**Study text**
::::

People who live this life in relationship to God begin even now to live in his kingdom, proclaimed by the prophets and personalized in Jesus. Eventually, it is this immediately tangible world that becomes the “strange land” and it is the next that beckons us as our true home. This experience cannot be well expressed or understood in the public discourse, because God’s is uniquely a kingdom of self-sacrificing love that transcends this world even as it permeates it in quiet ways. Systems of economic and political power cannot make sense of the realities that are known to us in faith. The faith is often reduced to a political or economic framework that limits understanding. The legal system also limits understanding by forcing facts that can be “documented” into stories that remain always inadequate to actual experience and often concoct an alternative universe.

When I was a young man, I prayed that I might live in such a way that God’s will for the world’s salvation might be realized. That prayer was first answered in a call to make vows of religion in a missionary society consecrated to preaching the Gospel to the poor. It has worked itself out in trying to teach even when I saw the limitations of my own knowledge and of the ideas I was trying to impart, in counseling and coming to terms with the unknown sources of a person’s inner dynamics, in governing my own world-wide religious society and three very different dioceses, in participating in gatherings that help the pope govern the universal church. I experienced limitation in disparate experiences that told me I was no more in control than were the poor I was visiting or living with: being abandoned in an Eskimo fishing village in Greenland; being caught in an exchange of gunfire between guerillas and the Filipino army in Mindanao; being part of a manifestation and attacked by the forces of order in “La Grande Place” in Brussels; walking through the squatter camps in Santiago, Chile, with the Vicariate of Solidarity under the Pinochet regime; being bombed in Jaffna, Sri Lanka, at the start of that country’s long civil war; bargaining for passage and perhaps for life, with soldiers who controlled the crossroads in the interior of the Congo; being refused entry to apartheid South Africa and deported helplessly from India, living in the indignities and shadows of Communist control in the lands of Eastern Europe. I learned I was not in control, and I also experienced personally what the Psalmist chanted long ago: “Put not your trust in princes.”

Without control, we still need security. Throughout life we learn whom we can trust. Sometimes that trust is betrayed, and life itself loses some of its meaning. The betrayal of trust by priests or bishops is especially hard in the community of faith. But that community is also the place where we learn what the Holy Father preached so simply and beautifully on the feast of Mary’s Assumption: God awaits us because he is with us now and wants to bring our life to its fulfillment in his kingdom. History is what God remembers; and God interprets history through the lives of the poor, the first citizens of his kingdom.

We experience the network of faith and love that is God’s Kingdom in our prayers for one another. I am profoundly grateful for the prayers already said and those promised: the Masses offered, the rosaries meditated, the novenas prayed. Over the years, I have seldom written about myself in this column, because the bishop’s job is to point to Christ, not to himself. Even in what will probably be a trying time for me in the next several months, I plan to say little about my cancer and its treatment. How can we know what to say when our knowledge is so limited? I would hope that people might reflect upon God’s goodness and grow closer to Christ. Then even my sickness and, at some point at a still unknown time and way, my death will be an answer to what I prayed many years ago: that I and all those God has given me to know and love here might live in such a way that God’s will for the salvation of the world will be realized. God bless you.

::::

**Source data**
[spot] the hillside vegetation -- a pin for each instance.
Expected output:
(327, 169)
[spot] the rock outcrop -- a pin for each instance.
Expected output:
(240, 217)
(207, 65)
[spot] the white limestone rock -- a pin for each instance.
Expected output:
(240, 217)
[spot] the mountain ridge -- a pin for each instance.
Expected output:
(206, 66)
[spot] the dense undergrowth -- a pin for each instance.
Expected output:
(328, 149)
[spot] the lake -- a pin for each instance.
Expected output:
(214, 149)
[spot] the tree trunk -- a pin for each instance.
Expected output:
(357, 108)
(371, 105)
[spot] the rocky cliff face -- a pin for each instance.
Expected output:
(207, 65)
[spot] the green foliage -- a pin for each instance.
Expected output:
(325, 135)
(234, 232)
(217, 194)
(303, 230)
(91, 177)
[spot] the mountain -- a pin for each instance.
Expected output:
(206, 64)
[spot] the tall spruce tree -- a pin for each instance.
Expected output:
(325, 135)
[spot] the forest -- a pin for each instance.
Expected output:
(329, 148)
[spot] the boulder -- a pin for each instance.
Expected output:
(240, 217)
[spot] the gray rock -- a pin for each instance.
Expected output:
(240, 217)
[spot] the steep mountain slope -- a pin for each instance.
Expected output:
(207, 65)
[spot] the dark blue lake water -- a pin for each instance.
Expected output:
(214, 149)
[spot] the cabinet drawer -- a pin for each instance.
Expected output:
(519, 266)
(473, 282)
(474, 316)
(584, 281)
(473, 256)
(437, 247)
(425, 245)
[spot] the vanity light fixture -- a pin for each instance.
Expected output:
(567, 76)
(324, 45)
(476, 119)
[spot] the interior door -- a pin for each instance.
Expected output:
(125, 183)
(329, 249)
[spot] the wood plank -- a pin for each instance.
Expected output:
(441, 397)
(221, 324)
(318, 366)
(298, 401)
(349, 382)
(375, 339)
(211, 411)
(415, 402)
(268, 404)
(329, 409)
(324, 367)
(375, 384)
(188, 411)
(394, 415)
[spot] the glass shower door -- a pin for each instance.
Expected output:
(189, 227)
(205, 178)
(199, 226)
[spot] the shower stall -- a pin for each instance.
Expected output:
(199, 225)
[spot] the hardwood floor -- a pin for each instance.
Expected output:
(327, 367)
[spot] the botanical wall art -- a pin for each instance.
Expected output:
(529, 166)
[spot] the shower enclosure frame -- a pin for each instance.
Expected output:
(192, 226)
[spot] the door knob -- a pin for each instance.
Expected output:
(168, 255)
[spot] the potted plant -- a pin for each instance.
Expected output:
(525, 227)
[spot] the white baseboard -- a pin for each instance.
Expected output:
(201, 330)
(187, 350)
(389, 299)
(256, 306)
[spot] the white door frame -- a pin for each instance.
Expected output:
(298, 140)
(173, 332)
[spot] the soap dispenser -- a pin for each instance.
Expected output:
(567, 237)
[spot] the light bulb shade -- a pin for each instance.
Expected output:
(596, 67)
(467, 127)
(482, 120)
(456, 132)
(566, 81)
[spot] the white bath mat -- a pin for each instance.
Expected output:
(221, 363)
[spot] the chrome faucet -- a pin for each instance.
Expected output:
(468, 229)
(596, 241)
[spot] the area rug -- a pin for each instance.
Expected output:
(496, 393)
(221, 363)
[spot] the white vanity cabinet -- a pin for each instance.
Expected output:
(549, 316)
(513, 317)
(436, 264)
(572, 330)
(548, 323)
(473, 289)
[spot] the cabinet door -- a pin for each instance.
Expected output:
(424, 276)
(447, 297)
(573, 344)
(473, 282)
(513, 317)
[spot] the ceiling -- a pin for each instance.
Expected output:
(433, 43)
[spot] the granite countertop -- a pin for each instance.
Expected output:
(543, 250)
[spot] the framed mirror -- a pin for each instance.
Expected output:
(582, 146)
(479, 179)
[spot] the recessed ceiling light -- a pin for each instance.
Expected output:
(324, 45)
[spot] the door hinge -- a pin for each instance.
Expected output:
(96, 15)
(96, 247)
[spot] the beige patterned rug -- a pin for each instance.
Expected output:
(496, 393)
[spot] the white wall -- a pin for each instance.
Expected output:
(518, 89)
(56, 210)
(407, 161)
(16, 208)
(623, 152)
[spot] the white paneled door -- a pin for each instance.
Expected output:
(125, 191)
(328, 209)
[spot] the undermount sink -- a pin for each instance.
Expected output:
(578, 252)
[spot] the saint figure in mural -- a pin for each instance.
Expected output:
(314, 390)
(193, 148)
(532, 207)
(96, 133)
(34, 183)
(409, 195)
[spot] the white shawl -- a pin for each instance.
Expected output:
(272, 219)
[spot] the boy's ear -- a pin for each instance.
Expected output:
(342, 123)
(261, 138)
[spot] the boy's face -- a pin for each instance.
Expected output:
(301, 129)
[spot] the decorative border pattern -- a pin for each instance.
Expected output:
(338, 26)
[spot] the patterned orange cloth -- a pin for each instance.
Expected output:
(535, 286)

::::

**What you are asked to do**
According to the column, where was the writer bombed at the start of a country's long civil war? The rows come from a source unrelated to the column.

**The answer**
In Jaffna, Sri Lanka.